SEÇÃO DO DOCUMENTO.
::::
Sempre amarelo diante da página em branco. Ao encerrar o
dia sem uma linha aproveitável, avermelho. De raiva. Temo o esgotamento da
fonte, a incompetência, a chuva no molhado. Dar vida ao vazio do papel, ou
melhor, enchê-lo com um texto no mínimo razoável é o pesadelo do qual nunca me
livro. Persegue-me até depois que durmo. Sonhei com um robô que, ao ser
ligado, começava a escrever histórias e só parava quando estavam prontas, sem o
desgaste da procura de palavras, personagens, situações, enredos.
Robotizar a escrita seria uma solução para meu medo? Nunca. O invento acabaria
com o melhor da festa, o instante em que a cabeça e a ideia entram em fase, se
fundem, e o mundo se ordena. Ele me roubaria o momento da síntese, da captura,
do insight, o átimo de discernimento
que faz toda a diferença. Quem cria sabe como a sensação é prazerosa. Pode vir
de um poema, uma crônica, uma solução arquitetônica, um diagnóstico médico. O processo
culmina – ou apenas se inicia? – no mesmo eureka
neuronial.
De posse do esboço, como fixá-lo na tela do computador? Como transformar
lampejos em palavras, como transpor a rapidez da química mental para a lentidão
da escrita? Como agarrar a inspiração antes que escape? Como traduzir a
amplitude da emoção para a rigidez do símbolo? Como conduzir o estouro da
boiada para o curral do texto? Bem, nessa hora, não há berrante que ajude. Nem
berro. Não conheço outro caminho senão o da experiência e do erro. Cerca-se daqui
e dali, rodeia-se, fecha-se a porteira com muita rês do lado de fora. Invejo
quem consegue, na primeira investida, capturar o rebanho. Em desespero, concluo, às vezes, que jamais fui vaqueiro.
Livro pronto, enfrenta-se o editor, uma pessoa à procura
de obras-primas, ou melhor, bom entretenimento, ou melhor ainda, best seller. Coisa fácil, sem reflexão. Tece elogios para Michael Crichton, lamenta que o escritor
brasileiro não procure apenas divertir, acha-o muito literário. O leitor,
contudo, não é bobo. Sabe que a literatura significa muito mais que soltar
tiranossauro num parque.
::::
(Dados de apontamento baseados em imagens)
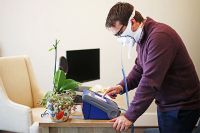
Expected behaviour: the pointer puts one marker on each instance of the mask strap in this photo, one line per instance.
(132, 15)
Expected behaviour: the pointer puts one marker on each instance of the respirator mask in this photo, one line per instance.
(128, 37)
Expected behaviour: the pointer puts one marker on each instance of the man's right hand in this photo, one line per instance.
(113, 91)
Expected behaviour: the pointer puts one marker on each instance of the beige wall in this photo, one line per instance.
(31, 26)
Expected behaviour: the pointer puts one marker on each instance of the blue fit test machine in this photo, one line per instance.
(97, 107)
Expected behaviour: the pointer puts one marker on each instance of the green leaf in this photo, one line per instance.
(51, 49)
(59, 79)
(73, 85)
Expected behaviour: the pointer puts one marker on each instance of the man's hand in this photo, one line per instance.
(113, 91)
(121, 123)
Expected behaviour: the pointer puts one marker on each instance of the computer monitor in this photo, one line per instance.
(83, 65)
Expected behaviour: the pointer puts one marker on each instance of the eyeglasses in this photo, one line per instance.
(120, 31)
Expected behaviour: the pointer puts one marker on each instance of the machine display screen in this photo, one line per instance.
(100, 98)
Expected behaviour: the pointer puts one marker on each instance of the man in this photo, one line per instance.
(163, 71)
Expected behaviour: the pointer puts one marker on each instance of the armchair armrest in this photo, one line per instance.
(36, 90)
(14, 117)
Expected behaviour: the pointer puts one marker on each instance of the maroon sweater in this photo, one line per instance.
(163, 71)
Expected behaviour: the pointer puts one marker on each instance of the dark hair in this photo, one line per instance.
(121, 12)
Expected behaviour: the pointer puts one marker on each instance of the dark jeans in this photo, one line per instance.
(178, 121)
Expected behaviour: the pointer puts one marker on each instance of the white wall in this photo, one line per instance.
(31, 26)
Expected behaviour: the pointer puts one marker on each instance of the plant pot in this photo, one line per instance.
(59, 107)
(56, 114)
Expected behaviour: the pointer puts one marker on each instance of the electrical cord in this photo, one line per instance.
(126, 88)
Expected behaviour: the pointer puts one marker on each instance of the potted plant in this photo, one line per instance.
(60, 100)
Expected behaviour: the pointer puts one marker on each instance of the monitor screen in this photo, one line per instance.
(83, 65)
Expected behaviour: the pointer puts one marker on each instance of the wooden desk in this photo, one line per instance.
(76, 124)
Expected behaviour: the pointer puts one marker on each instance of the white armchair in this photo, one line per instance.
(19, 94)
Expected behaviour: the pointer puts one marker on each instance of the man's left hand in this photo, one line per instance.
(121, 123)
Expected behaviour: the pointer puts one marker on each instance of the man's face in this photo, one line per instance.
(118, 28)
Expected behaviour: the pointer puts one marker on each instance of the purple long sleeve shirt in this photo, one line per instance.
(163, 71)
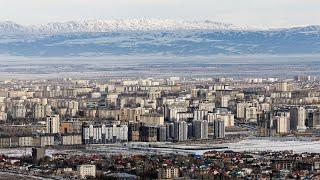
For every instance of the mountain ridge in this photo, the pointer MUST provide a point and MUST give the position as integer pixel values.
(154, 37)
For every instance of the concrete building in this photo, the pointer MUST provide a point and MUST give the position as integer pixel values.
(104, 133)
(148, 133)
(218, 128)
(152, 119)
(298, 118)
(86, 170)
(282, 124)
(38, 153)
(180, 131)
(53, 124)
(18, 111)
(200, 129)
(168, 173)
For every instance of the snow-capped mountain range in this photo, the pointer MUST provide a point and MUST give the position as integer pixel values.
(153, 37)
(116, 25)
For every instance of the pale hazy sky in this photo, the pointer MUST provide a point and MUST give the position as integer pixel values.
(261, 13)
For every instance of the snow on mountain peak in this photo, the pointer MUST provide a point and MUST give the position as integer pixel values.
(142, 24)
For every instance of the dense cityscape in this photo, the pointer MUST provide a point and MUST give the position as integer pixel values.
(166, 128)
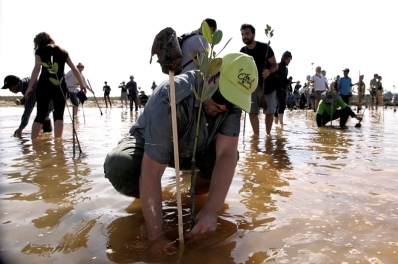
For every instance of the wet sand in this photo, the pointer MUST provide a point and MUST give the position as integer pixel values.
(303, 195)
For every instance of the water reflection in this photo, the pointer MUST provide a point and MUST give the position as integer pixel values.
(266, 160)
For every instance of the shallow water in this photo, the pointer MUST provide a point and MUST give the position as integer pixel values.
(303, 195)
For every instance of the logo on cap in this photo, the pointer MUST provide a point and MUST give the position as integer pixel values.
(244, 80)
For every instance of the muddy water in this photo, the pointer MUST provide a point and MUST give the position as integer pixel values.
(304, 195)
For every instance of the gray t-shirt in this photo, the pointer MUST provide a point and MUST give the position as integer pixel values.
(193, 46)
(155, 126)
::::
DETALHES DO EXERCÍCIO.
Liste todas as coisas de que, segundo o texto sobre o ofício de escrever, pode vir a sensação prazerosa conhecida por quem cria. Os itens não têm nenhum papel nesta tarefa.

ÁREA DE RESPOSTA.
Um poema, uma crônica, uma solução arquitetônica e um diagnóstico médico.